** Problem to solve **
Each line that contains "point" needs to be copied from the listing.

** Input material **
=== Begin Enclosure ===

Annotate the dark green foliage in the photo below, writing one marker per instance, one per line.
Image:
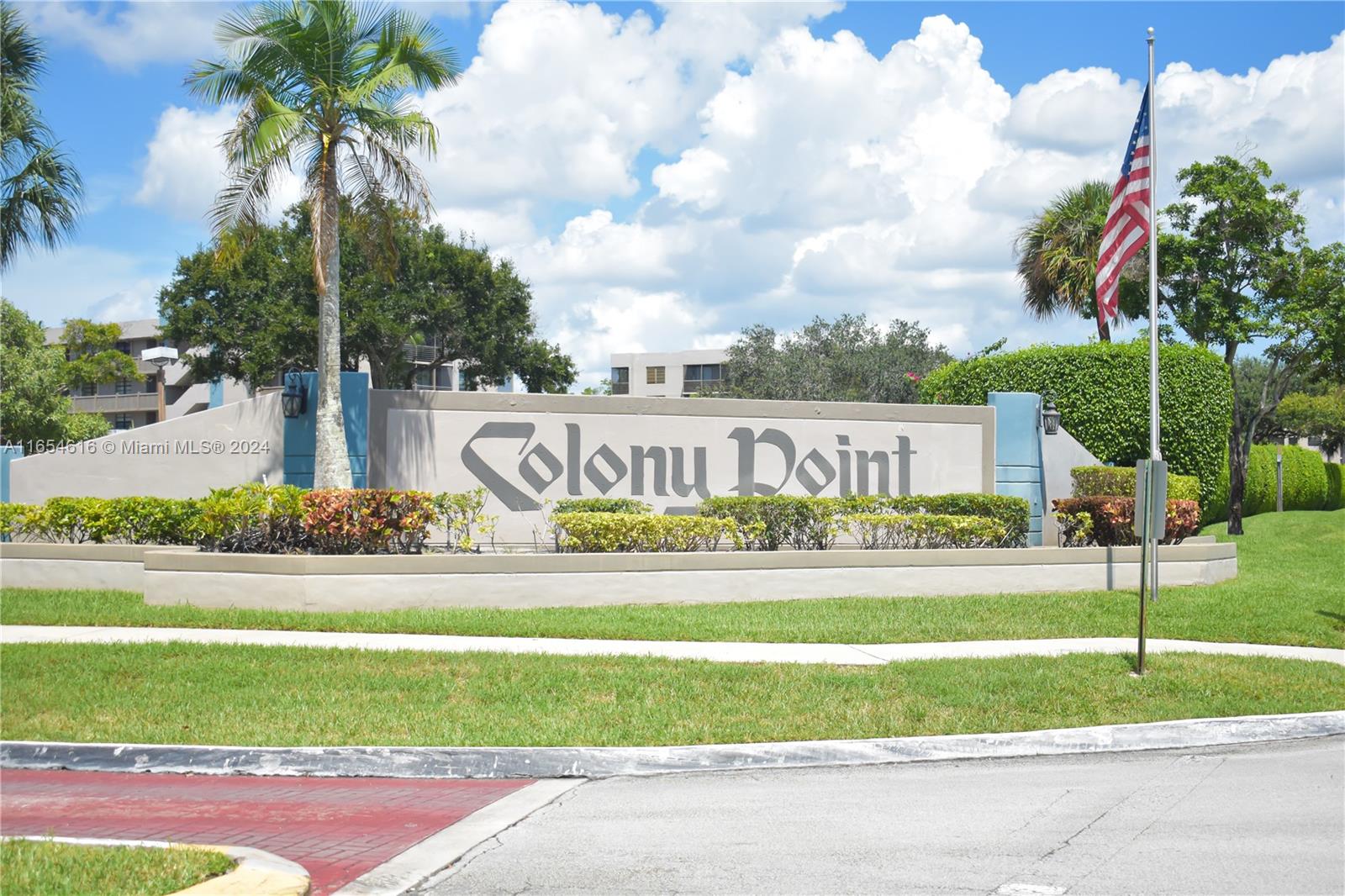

=== End Enclosure ===
=== Begin Enclosure ===

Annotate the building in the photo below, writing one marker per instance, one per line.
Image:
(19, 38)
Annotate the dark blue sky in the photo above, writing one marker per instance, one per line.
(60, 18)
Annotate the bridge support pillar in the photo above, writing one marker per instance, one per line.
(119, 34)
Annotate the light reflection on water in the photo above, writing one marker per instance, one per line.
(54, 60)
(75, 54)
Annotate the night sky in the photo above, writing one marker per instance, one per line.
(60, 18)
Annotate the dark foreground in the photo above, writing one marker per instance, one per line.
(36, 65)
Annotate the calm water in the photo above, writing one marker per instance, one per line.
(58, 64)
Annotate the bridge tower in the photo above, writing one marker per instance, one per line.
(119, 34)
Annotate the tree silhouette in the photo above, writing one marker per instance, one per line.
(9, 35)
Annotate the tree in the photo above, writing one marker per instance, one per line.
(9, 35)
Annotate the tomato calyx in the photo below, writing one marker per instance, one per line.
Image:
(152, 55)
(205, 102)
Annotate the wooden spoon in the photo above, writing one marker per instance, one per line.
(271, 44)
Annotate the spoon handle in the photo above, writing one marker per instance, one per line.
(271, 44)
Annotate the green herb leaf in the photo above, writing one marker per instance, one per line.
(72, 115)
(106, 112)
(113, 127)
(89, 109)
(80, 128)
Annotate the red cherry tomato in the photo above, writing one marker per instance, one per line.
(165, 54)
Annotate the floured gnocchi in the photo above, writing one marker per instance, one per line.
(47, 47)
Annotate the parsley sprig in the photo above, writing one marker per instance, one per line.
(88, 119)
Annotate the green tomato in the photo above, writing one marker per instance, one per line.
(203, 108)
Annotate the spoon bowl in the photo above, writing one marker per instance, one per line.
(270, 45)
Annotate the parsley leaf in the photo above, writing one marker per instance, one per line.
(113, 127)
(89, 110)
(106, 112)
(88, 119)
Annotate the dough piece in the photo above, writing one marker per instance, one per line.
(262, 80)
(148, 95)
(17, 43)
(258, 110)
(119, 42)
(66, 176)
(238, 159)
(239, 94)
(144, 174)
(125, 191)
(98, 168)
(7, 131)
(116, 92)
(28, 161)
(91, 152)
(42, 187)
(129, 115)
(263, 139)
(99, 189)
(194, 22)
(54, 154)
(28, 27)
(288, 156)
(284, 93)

=== End Enclosure ===
=== Begin Enclosure ===

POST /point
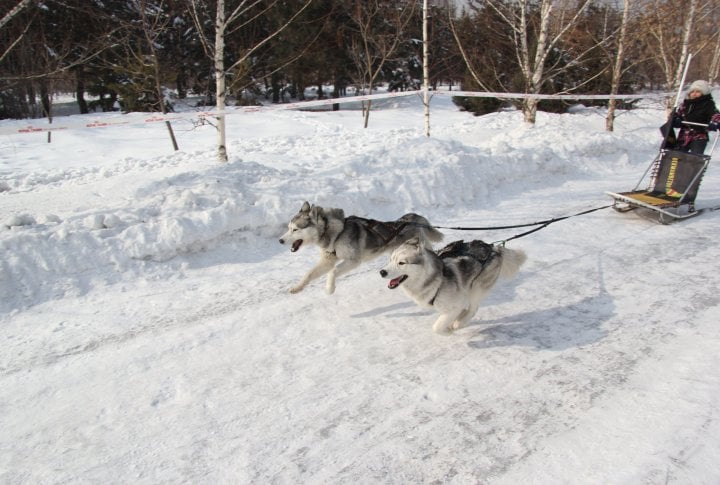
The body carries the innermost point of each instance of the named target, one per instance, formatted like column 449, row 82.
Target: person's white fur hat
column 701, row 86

=== End Enclosure ===

** Answer box **
POST /point
The body carries the innermost point of each instance of the named target, one per instance, formatted like column 449, row 82.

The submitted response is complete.